◆ Your objective: Return the records exactly, please. Every line should match.
□ □ □ □
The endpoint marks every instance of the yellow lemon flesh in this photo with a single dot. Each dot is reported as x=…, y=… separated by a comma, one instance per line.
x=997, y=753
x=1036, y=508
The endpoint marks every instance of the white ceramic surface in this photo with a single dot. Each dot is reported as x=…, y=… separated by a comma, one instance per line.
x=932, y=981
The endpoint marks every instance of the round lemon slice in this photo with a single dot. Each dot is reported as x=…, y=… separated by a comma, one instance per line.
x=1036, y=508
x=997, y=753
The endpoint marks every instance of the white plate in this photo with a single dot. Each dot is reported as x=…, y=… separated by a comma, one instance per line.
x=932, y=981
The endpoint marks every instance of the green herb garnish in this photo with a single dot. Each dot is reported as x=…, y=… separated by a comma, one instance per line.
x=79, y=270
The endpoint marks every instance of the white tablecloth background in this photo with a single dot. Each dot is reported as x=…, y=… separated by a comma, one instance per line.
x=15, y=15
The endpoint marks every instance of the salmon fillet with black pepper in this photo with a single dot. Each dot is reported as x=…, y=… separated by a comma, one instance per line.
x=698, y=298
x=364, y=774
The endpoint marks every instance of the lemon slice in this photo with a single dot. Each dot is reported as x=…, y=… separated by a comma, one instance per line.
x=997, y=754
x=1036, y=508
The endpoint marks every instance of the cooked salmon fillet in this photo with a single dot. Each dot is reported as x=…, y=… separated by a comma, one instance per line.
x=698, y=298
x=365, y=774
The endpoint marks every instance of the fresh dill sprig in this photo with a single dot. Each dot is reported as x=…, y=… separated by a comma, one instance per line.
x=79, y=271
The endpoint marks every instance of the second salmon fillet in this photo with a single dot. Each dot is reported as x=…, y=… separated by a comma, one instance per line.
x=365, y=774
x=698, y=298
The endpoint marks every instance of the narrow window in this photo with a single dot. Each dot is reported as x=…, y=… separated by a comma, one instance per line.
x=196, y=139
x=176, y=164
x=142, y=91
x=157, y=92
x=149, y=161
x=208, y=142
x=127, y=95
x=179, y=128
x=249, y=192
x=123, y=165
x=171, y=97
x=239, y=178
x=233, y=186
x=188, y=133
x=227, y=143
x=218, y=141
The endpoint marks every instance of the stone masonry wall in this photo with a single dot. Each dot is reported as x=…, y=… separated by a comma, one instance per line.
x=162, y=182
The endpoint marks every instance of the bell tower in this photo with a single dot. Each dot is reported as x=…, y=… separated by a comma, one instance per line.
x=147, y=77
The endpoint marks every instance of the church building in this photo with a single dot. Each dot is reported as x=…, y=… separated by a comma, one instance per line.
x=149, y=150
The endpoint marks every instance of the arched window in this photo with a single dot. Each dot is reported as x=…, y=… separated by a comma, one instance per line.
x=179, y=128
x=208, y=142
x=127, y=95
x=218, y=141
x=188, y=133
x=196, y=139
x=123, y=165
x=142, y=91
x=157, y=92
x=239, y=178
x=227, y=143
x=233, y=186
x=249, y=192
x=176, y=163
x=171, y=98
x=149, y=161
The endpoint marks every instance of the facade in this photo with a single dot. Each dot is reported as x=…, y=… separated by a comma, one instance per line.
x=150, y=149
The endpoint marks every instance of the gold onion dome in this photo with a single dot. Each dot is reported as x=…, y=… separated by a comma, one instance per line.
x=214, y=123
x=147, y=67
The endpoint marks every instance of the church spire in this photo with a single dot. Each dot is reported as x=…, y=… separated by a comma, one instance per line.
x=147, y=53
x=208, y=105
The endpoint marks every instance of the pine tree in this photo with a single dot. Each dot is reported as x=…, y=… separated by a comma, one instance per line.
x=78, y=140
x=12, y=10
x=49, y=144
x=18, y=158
□ □ □ □
◆ Solution for this task:
The endpoint marks every instance of the yellow lemon flesh in this photo with a single dot. Each dot is reported as x=…, y=… separated by a comma, one instance per line.
x=997, y=753
x=1036, y=508
The endpoint marks every instance of the white ceramic surface in this photo with a single dot. Each dot is reported as x=…, y=… separated by a comma, one instance per line.
x=932, y=981
The endpoint marks every instance of the round lemon slice in this photo with a single dot. Each dot is reported as x=…, y=… separated by a comma, one instance per line.
x=1036, y=508
x=997, y=753
The endpoint marks every instance of the white plate in this photo with a single dot. Each dot is reported as x=…, y=… separated by a comma, one instance per line.
x=932, y=981
The endpoint marks every instance of the green herb garnish in this photo with a single dot. Each dot is reported as x=…, y=… separated by a comma, one instance per line.
x=79, y=270
The endpoint marks every instance of the white tablecloth background in this photo with a single dot. Each dot is reported as x=…, y=… separated by a comma, one instance per line.
x=15, y=15
The endpoint marks every instance of the salmon fillet with black pepper in this photo with a single dot. Each dot is reported as x=…, y=… separated by a comma, one instance per line.
x=698, y=298
x=364, y=774
The endpoint marks every instance of the lemon slice in this photo with a single dot. Each dot is reported as x=…, y=… separated by a comma, one instance per line.
x=997, y=754
x=1036, y=508
The endpoint marks every instance of the cooked salmon fillet in this photo with a single dot. Each dot is reported as x=…, y=… separated by a comma, one instance per line.
x=698, y=298
x=365, y=774
The endpoint marks every instance of the fresh dill sprig in this photo with a single dot. Each dot is reported as x=…, y=… separated by a comma, one instance per line.
x=79, y=271
The endpoint marks every instance of the second salmon fillet in this photo with a single dot. Each dot is reported as x=…, y=… separated by a comma, one instance per line.
x=365, y=774
x=698, y=298
The endpoint marks every instance of the narrow window in this photo with a single dot. Each dot is reported as x=…, y=… separated by a comma, one instance per line.
x=196, y=139
x=176, y=164
x=142, y=91
x=157, y=92
x=149, y=161
x=208, y=142
x=127, y=95
x=179, y=128
x=249, y=192
x=123, y=165
x=171, y=97
x=239, y=178
x=233, y=186
x=188, y=133
x=227, y=143
x=218, y=141
The endpoint marks every instance of the stone masonry wall in this photo with a single dot. Each dot is reported as x=…, y=… separated by a comma, one instance per line.
x=162, y=182
The endpoint marks every instance of the bell tower in this photo with a single dot. Each dot is reported as x=…, y=… separated by a comma, one instance per line.
x=147, y=77
The endpoint marks every instance of the church building in this photo with a single dot. Each dot is reported as x=…, y=… separated by a comma, one instance per line.
x=149, y=150
The endpoint marks every instance of the arched window in this photo with a single dot. Each dot is reported as x=…, y=… separated by a comma, one instance per line.
x=179, y=128
x=208, y=142
x=127, y=95
x=218, y=141
x=188, y=133
x=196, y=139
x=123, y=165
x=142, y=91
x=157, y=92
x=239, y=178
x=227, y=143
x=233, y=186
x=249, y=192
x=176, y=163
x=171, y=98
x=149, y=161
The endpoint marks every instance of the facade in this photo with a single dot. Each dot is reported as x=…, y=… separated by a comma, one instance per line.
x=150, y=149
The endpoint marks every instance of the gold onion dome in this photo with a single dot. Each dot is reported as x=…, y=… separated by a comma, one instance per line.
x=214, y=123
x=147, y=67
The endpoint marks every instance of the church spire in this photo with a single dot. Each dot is reported as x=…, y=… separated by a comma, one instance per line.
x=147, y=53
x=208, y=105
The endpoint marks every instance of the pine tree in this photo with a single dot. Each dot is reported as x=…, y=… separated by a comma, one instance per line.
x=78, y=140
x=12, y=10
x=49, y=144
x=18, y=158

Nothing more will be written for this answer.